— START OF DATA IN THIS EXERCISE —
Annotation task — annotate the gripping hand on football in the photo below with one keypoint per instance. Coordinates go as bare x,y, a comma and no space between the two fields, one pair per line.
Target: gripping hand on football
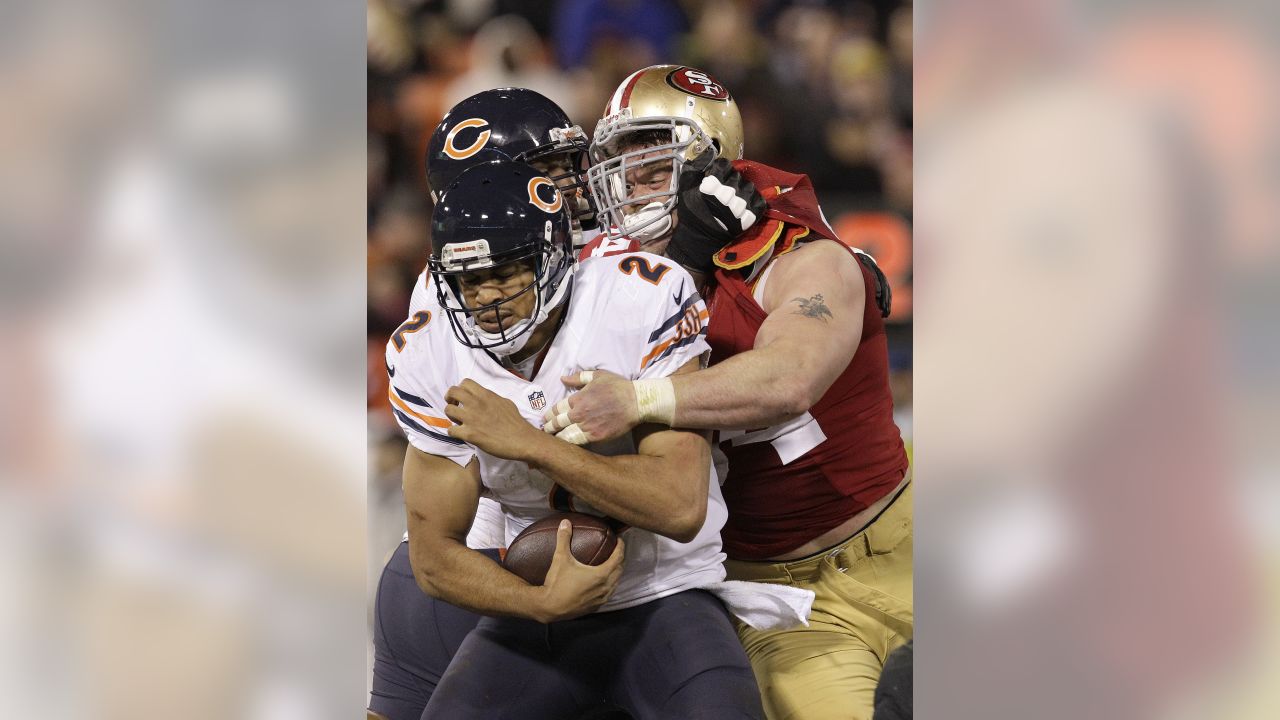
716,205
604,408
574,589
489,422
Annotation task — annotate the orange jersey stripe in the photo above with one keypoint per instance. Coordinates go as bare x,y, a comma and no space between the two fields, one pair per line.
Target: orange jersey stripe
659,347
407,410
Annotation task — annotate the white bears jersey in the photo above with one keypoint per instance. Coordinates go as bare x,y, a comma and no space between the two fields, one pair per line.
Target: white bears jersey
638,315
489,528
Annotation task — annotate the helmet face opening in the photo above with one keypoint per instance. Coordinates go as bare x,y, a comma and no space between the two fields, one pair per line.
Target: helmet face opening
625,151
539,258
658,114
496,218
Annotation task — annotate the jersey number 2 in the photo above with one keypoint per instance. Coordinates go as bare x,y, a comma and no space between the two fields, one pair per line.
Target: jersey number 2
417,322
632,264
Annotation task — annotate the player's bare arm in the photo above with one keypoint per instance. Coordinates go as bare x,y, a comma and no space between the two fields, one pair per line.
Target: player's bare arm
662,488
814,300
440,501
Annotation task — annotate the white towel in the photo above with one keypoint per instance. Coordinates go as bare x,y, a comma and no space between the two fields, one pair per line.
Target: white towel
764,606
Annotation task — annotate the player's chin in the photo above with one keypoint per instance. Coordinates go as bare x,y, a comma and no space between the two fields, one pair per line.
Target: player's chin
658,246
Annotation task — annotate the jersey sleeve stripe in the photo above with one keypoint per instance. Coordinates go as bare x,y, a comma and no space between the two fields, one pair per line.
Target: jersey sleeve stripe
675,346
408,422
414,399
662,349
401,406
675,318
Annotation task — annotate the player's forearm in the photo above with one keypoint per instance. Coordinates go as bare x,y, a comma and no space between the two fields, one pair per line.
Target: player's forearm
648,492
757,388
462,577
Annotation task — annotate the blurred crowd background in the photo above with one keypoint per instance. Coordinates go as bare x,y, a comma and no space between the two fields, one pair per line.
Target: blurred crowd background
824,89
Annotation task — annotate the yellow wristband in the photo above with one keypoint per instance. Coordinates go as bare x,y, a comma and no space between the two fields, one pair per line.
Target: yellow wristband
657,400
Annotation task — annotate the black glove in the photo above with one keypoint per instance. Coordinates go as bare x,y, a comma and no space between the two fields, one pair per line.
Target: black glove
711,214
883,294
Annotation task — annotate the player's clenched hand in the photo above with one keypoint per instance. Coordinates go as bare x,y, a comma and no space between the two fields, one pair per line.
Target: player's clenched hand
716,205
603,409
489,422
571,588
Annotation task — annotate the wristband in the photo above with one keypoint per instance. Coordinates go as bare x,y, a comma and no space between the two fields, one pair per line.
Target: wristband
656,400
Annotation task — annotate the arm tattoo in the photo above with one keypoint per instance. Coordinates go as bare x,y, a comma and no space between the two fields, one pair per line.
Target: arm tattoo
— END OF DATA IN THIS EXERCISE —
WORK INSTRUCTIONS: Repeat the entries exactly. Pictures are excluded from the copy.

SOLUTION FOR THIS EXERCISE:
Annotation task — annotate the gripping hand on football in the photo below with one keypoint per instance. Coordinates go as bare x,y, a comma and no space between the two fields, one pair per line.
Target: gripping hand on football
716,205
604,408
574,589
489,422
Annotation task — annotate the orange jersey stripe in the photo above with one keypoint per instance. Coordinates go as bare x,y, a comma and no space between the two fields, one pair per line.
Target: orange jersey stripe
659,347
407,410
Annotation task — annotate the white bears jersey in the photo above with one keypoint per instance. Coordinates go as bare x,y, a comma and no space between the two fields, one pair per line.
Target: white bears jersey
638,315
489,528
Annotation task — annotate the helmet face opening in the photo above with one keypoint per instance. Coordinates go as bare x,y, a comma and no space between the two fields, one pair per line.
Target: helmet face opening
625,151
539,258
658,114
496,218
Annotation task — annotate the jersey number 2 in the photo above with one keypoint per instance. Coordinates go as bare x,y, a comma and no space between the two fields, one pair per line.
Target: jersey number 2
417,322
632,264
Annotation task — annotate the player's bare arm in the photo above with one keypoint per instance. Coordinates go as bare x,y, a comma and no space between the two fields, one pair per line.
Target: player's bare arm
662,488
814,300
440,501
Annotation task — annotate the white towel in the photo above with one keypoint per instance. Coordinates go as bare x,y, a comma and no space between the two fields, one pair per line.
Target: white towel
764,606
Annotation task — annotate the player's chin in the photo above with one keypoint per instance. Coordinates go as bare x,y, a comma and no space between the two fields, one pair per line.
Target: player's chin
658,246
Annotation task — annotate the jersey sleeve stripe in the photo above with one keypoint per instance. Coordinates go as bare x,y, a comma and no space between the two fields, one pair per line.
Target: jersey sleeve stripe
675,346
408,422
414,399
662,349
401,406
675,318
Annotation task — annotate the player's forearm in the photo above with one keypoint per instance. Coordinates go as bare x,y, a comma and no space between the two fields, one pair per line.
Target: player's forearm
648,492
757,388
462,577
Annotation task — annotate the blurred crowd background in the photo above with one keypoint per instance. Coordinates go as bare x,y, a comma and no space between the two fields, one pair per line.
Target: blurred crowd background
824,89
Annotation task — annotate the yellow wristband in the photo above with one keypoint per instance. Coordinates go as bare x,y, a comma and no space between the two fields, one pair per line.
Target: yellow wristband
657,400
Annotation task — annotate the black glove in the photo above with one keypoint per instance. Coordinates go as bare x,y, a comma and no space between the two fields, one pair per line.
Target: black glove
711,214
883,294
Annotation task — annotate the player's clenched hand in the photo above with one keypoint per instance. Coordinates go as bare x,y, a comma and no space between the two fields, one pair per line.
Target: player's clenched hand
716,205
603,409
489,422
571,588
Annotation task — annotate the wristband in the photo above with one keypoint per instance. Coordinates go as bare x,y, a comma and no space between the two fields, one pair per line.
Target: wristband
656,400
Annotation task — annotate the arm tattoo in the photo above with one keypoint per instance. Coordinates go as bare x,y, a comma and no space between the two fields, one pair per line.
Target: arm tattoo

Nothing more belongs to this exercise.